--- Begin ---

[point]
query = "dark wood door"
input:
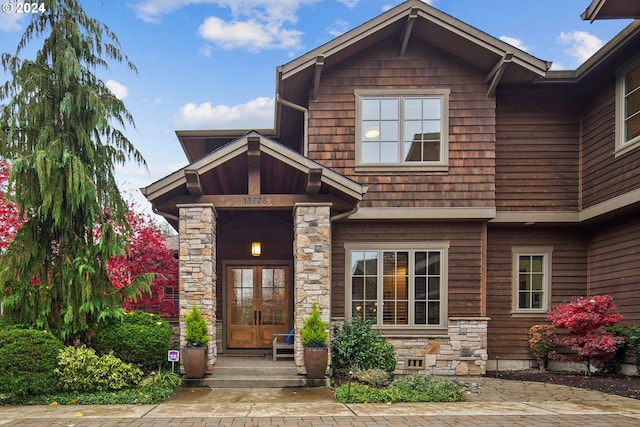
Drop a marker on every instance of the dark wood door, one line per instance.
(257, 305)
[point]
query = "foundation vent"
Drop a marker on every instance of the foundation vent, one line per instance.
(414, 363)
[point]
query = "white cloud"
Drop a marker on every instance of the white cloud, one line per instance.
(350, 3)
(254, 25)
(119, 90)
(515, 42)
(338, 28)
(250, 35)
(206, 51)
(11, 21)
(255, 114)
(581, 44)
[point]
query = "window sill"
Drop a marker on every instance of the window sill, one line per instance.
(409, 332)
(624, 149)
(535, 314)
(401, 168)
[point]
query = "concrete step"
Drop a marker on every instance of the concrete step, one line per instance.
(254, 372)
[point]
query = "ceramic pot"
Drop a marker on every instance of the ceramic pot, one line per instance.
(315, 361)
(194, 360)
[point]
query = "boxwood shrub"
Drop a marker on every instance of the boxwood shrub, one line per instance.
(27, 362)
(81, 369)
(140, 338)
(355, 346)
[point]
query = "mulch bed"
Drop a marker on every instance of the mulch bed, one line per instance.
(621, 385)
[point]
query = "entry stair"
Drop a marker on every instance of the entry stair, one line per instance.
(254, 372)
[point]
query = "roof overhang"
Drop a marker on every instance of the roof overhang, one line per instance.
(501, 62)
(252, 172)
(611, 9)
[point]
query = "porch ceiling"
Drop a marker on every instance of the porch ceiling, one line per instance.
(252, 173)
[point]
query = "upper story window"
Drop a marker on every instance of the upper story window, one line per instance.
(405, 129)
(628, 108)
(531, 279)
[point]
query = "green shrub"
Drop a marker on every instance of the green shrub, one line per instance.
(139, 338)
(413, 388)
(27, 362)
(634, 343)
(80, 368)
(196, 328)
(355, 346)
(314, 331)
(373, 377)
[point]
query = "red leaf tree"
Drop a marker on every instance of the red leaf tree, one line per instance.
(10, 221)
(146, 253)
(586, 320)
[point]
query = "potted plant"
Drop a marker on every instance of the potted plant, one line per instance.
(194, 353)
(314, 338)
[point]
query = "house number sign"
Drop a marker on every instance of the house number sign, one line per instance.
(256, 201)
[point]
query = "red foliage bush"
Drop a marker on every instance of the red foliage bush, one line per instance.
(145, 253)
(586, 320)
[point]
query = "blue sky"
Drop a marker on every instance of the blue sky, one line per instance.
(210, 64)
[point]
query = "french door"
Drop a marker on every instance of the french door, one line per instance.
(257, 305)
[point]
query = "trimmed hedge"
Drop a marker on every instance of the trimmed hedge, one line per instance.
(27, 362)
(81, 369)
(355, 346)
(140, 338)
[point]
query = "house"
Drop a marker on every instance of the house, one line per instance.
(426, 176)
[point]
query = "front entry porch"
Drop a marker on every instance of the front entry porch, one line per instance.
(254, 372)
(254, 189)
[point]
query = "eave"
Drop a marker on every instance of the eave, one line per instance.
(501, 62)
(611, 9)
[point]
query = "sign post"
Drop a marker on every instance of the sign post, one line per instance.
(173, 356)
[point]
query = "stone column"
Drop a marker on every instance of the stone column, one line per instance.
(198, 269)
(312, 267)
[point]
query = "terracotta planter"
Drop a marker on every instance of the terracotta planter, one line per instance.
(315, 361)
(194, 360)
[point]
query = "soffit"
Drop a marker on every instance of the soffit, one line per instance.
(426, 23)
(612, 9)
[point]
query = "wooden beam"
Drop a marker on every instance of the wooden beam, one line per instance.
(260, 202)
(314, 181)
(193, 182)
(406, 34)
(317, 72)
(253, 156)
(496, 74)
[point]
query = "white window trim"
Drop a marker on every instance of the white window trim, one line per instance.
(546, 252)
(441, 166)
(443, 247)
(623, 146)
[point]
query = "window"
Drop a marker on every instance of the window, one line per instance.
(408, 129)
(628, 108)
(398, 286)
(531, 279)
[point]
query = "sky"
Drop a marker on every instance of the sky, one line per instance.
(211, 64)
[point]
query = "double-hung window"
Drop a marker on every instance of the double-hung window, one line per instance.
(531, 279)
(398, 286)
(628, 108)
(402, 128)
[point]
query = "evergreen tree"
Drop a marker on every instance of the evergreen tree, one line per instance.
(61, 129)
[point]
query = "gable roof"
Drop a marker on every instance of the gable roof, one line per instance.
(226, 171)
(410, 19)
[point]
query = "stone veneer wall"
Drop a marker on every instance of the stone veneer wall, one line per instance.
(462, 351)
(312, 267)
(197, 282)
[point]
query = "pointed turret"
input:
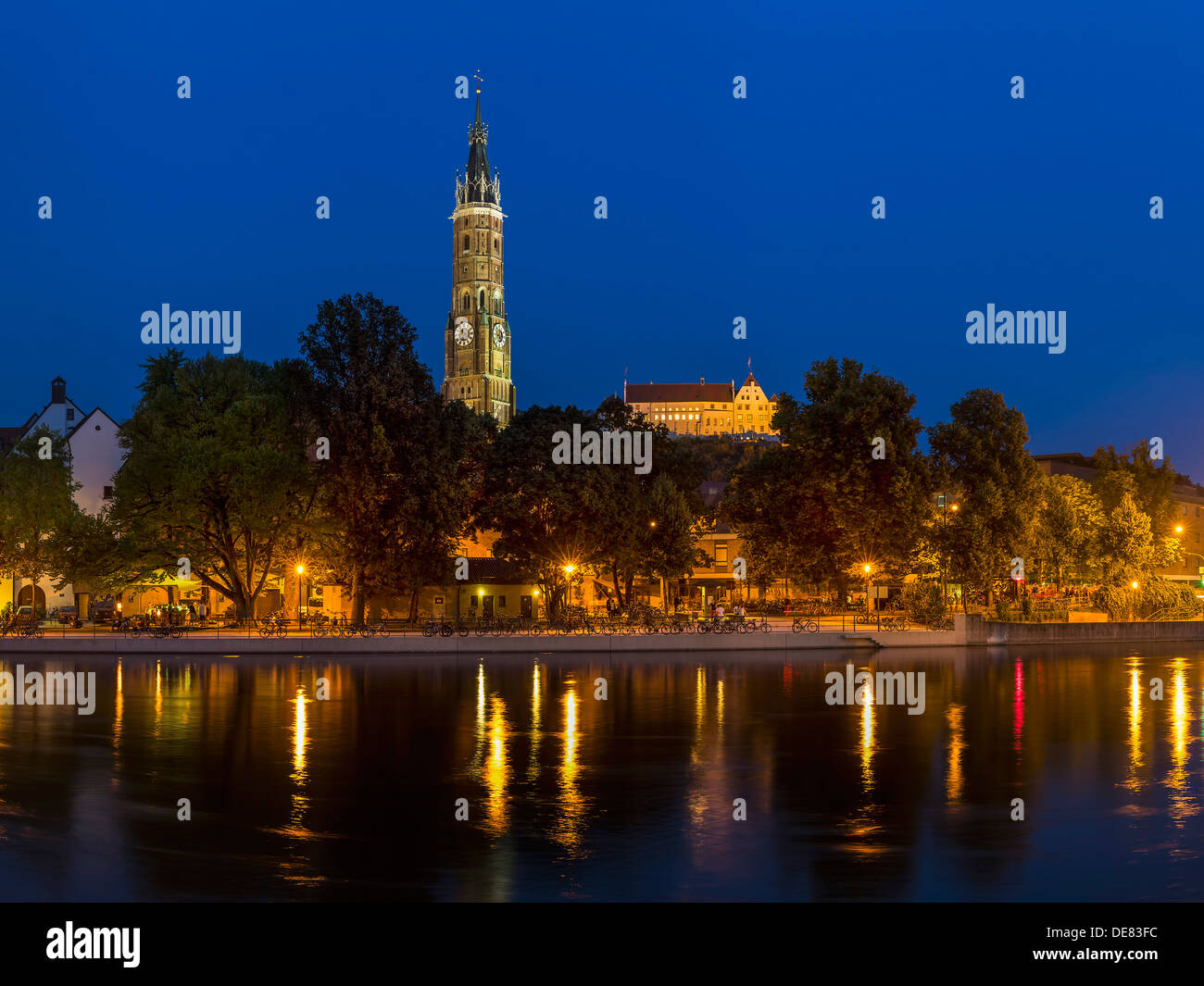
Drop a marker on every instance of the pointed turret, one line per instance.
(480, 185)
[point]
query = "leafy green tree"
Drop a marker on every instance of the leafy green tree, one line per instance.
(215, 472)
(847, 486)
(1126, 543)
(1150, 484)
(983, 452)
(398, 489)
(670, 548)
(646, 523)
(546, 514)
(1068, 526)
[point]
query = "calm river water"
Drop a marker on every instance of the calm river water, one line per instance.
(570, 797)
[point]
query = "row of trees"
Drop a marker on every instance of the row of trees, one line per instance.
(349, 460)
(850, 486)
(347, 457)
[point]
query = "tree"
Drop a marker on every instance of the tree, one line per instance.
(1151, 486)
(215, 472)
(983, 453)
(546, 516)
(398, 489)
(1068, 526)
(646, 524)
(1127, 545)
(847, 486)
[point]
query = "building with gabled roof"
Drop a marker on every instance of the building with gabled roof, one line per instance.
(705, 408)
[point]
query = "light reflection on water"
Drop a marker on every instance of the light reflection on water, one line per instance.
(629, 797)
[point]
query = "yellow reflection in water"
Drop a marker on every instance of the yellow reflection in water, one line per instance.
(956, 745)
(571, 824)
(699, 713)
(496, 769)
(867, 736)
(536, 720)
(1181, 803)
(300, 737)
(119, 709)
(157, 696)
(1135, 781)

--- End ---

Locate every line in the rows above that contains the string "gabled" and copy each one. The match is case-sensitive.

query = "building with gabled roof"
Drop a marker on every instance of the building with gabled roof, one line per instance.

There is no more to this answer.